What is needed ▸
Lines before the one containing "the white mushroom" are left out; that line and all after it, through the end of the records, must be transcribed exactly.

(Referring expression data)

= = = =

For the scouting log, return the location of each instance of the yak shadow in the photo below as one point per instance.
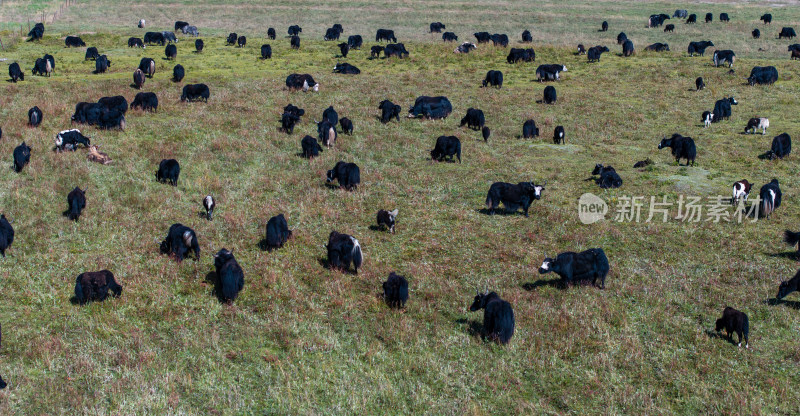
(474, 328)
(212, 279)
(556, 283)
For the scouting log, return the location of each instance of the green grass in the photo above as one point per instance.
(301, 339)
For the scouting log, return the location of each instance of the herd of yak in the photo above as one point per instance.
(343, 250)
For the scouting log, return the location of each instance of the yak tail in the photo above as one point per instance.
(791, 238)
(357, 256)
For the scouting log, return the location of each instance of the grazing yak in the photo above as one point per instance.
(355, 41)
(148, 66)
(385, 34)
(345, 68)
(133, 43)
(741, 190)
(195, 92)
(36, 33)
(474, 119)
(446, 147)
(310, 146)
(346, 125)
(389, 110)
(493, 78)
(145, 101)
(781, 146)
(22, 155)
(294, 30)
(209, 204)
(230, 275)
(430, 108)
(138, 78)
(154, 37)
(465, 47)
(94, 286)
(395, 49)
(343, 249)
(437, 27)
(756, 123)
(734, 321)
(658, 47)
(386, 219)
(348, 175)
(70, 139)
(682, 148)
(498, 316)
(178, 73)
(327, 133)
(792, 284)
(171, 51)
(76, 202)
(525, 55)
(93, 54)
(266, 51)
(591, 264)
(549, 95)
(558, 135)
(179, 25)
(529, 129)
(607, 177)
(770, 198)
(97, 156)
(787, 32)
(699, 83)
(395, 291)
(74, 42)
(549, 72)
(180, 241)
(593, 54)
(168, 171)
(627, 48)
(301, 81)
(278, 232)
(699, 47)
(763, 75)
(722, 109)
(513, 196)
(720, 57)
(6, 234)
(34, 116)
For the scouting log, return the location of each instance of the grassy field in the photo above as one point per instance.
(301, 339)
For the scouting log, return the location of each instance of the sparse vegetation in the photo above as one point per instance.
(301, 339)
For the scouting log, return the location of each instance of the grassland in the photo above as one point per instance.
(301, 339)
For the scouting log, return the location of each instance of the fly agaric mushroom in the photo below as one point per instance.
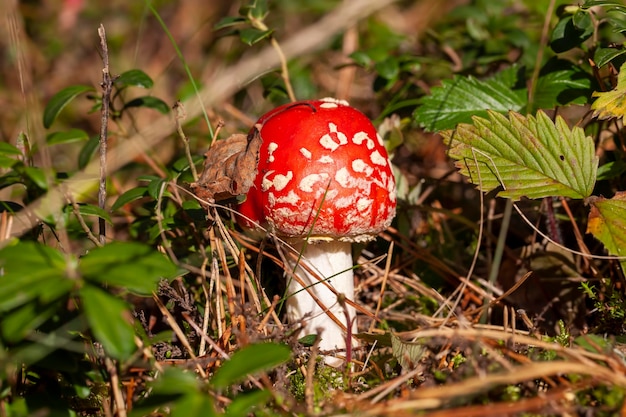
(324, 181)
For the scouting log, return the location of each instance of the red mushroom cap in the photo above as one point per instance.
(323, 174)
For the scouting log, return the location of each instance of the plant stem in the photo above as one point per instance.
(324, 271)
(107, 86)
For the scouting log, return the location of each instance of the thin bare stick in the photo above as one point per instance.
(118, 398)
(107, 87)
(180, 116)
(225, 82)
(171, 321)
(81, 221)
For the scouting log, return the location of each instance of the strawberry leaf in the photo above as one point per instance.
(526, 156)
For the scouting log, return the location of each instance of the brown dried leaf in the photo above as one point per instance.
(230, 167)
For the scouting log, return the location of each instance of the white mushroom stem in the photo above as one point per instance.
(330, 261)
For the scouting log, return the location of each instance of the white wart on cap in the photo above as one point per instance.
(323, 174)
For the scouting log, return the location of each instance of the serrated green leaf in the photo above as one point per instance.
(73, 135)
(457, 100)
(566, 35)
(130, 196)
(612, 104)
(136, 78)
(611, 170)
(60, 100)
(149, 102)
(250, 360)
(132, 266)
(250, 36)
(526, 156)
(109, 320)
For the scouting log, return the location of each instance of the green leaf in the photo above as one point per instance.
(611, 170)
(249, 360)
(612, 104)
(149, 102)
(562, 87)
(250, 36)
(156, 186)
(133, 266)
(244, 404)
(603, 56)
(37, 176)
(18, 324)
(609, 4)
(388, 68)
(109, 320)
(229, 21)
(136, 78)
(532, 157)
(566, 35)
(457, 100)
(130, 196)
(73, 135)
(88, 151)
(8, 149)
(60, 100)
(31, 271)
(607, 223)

= = = =

Answer below ▸
For the scouting log, return the location of each instance of the white mushroom stem in the photo above as one point per instance.
(330, 261)
For the scouting log, return the location of each instance of the white wart on cap in the photo above as one point per instance.
(323, 174)
For the scouting log, return the location of each instance of the serrated green leaf in the photo above as one point per instance.
(73, 135)
(457, 100)
(566, 35)
(130, 196)
(612, 104)
(136, 78)
(611, 170)
(60, 100)
(149, 102)
(250, 360)
(132, 266)
(250, 36)
(526, 156)
(109, 320)
For the scouting log, return the location of each instance of the green leaf in the photo above as one point per instance.
(611, 170)
(249, 360)
(612, 104)
(149, 102)
(562, 87)
(250, 36)
(156, 186)
(133, 266)
(244, 404)
(603, 56)
(37, 176)
(18, 324)
(609, 4)
(388, 68)
(109, 320)
(229, 21)
(136, 78)
(532, 157)
(566, 35)
(457, 100)
(130, 196)
(73, 135)
(88, 151)
(8, 149)
(60, 100)
(31, 271)
(607, 223)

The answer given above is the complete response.